**About this exercise:** Output the records that follow, with every character intact.

**Information provided:**
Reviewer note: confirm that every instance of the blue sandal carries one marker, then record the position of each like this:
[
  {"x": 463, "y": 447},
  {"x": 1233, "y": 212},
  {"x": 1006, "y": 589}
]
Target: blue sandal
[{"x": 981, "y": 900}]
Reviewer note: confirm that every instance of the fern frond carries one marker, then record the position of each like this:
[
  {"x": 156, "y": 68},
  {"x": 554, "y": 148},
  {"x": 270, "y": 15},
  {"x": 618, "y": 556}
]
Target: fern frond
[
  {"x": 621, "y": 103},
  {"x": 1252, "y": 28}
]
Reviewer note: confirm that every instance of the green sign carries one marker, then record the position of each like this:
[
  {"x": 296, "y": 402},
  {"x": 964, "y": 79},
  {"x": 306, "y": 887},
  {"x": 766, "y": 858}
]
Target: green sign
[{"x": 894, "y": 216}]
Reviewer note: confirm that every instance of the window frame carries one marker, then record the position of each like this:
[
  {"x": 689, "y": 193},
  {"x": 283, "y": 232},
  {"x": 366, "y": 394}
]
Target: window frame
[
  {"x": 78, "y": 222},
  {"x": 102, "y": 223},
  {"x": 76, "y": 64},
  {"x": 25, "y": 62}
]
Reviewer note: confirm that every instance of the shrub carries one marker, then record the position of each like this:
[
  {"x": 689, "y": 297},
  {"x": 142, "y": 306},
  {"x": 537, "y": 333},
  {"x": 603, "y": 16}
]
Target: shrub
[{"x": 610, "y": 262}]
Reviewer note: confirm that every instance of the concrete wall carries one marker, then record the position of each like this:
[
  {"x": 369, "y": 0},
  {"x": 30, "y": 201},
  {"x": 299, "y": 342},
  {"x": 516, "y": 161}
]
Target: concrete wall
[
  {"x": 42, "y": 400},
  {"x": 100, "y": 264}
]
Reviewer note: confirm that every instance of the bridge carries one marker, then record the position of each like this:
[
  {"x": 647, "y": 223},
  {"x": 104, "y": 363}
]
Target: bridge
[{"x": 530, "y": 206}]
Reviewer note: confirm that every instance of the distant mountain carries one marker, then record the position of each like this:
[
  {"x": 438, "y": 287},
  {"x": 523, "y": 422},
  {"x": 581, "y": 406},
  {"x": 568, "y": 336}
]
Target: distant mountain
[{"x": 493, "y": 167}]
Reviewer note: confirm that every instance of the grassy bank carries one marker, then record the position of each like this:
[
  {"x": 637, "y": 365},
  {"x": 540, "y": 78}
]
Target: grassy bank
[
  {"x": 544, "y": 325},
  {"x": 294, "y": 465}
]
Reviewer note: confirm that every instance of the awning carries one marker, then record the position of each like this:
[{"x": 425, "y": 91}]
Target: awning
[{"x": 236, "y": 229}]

**Task output:**
Reviewer note: confirm that every instance of the blue sandal carries one marker, then record the position of each like this:
[
  {"x": 463, "y": 447},
  {"x": 1233, "y": 212},
  {"x": 1006, "y": 589}
]
Target: blue sandal
[{"x": 981, "y": 900}]
Reviewer note: confirm that every instance of the fern frond carries one marker, then record the position of each like this:
[
  {"x": 156, "y": 68},
  {"x": 554, "y": 148},
  {"x": 270, "y": 15},
  {"x": 618, "y": 556}
]
Target: fern frond
[
  {"x": 621, "y": 103},
  {"x": 1252, "y": 28}
]
Reviewer note: confirm that every instance of the green sign carries one marker, then record the position of each like this:
[
  {"x": 296, "y": 402},
  {"x": 964, "y": 79},
  {"x": 306, "y": 887},
  {"x": 766, "y": 858}
]
Target: green sign
[{"x": 894, "y": 216}]
Reviewer note: confirm that every instance of the window frame carries one marker, then record the position of each like this:
[
  {"x": 689, "y": 193},
  {"x": 283, "y": 232},
  {"x": 366, "y": 394}
]
Target: window frame
[
  {"x": 78, "y": 222},
  {"x": 102, "y": 223},
  {"x": 76, "y": 64},
  {"x": 25, "y": 62}
]
Reviewer note: confirm that every instance of the shrub carries one marker, then record the position of each like this:
[
  {"x": 689, "y": 297},
  {"x": 142, "y": 306},
  {"x": 537, "y": 333},
  {"x": 603, "y": 16}
]
Target: shrub
[{"x": 610, "y": 262}]
Reviewer note: confirm that every instance of the concrete wall carries one marker, then record the position of each like this:
[
  {"x": 369, "y": 0},
  {"x": 30, "y": 201},
  {"x": 299, "y": 342},
  {"x": 516, "y": 161}
]
Target: concrete wall
[
  {"x": 42, "y": 400},
  {"x": 100, "y": 264}
]
Reviewer note: confirm that every instance of the bridge carries one marker, then record the position of each like this:
[
  {"x": 647, "y": 223},
  {"x": 104, "y": 363}
]
Target: bridge
[{"x": 530, "y": 206}]
Reviewer note: confirm that every instance of the distant mountain carries one marker, then record the position of each like this:
[
  {"x": 438, "y": 287},
  {"x": 523, "y": 422},
  {"x": 581, "y": 406},
  {"x": 568, "y": 336}
]
Target: distant mountain
[{"x": 493, "y": 167}]
Reviewer note: confirm that every instance of the grassy bank carries one marker, then record the position of each like this:
[
  {"x": 637, "y": 365},
  {"x": 540, "y": 78}
]
Target: grassy bank
[
  {"x": 544, "y": 325},
  {"x": 294, "y": 465}
]
Reviewer note: confirm that every instance of the awning carries one marker, then record the position of each like this:
[{"x": 425, "y": 91}]
Target: awning
[{"x": 236, "y": 229}]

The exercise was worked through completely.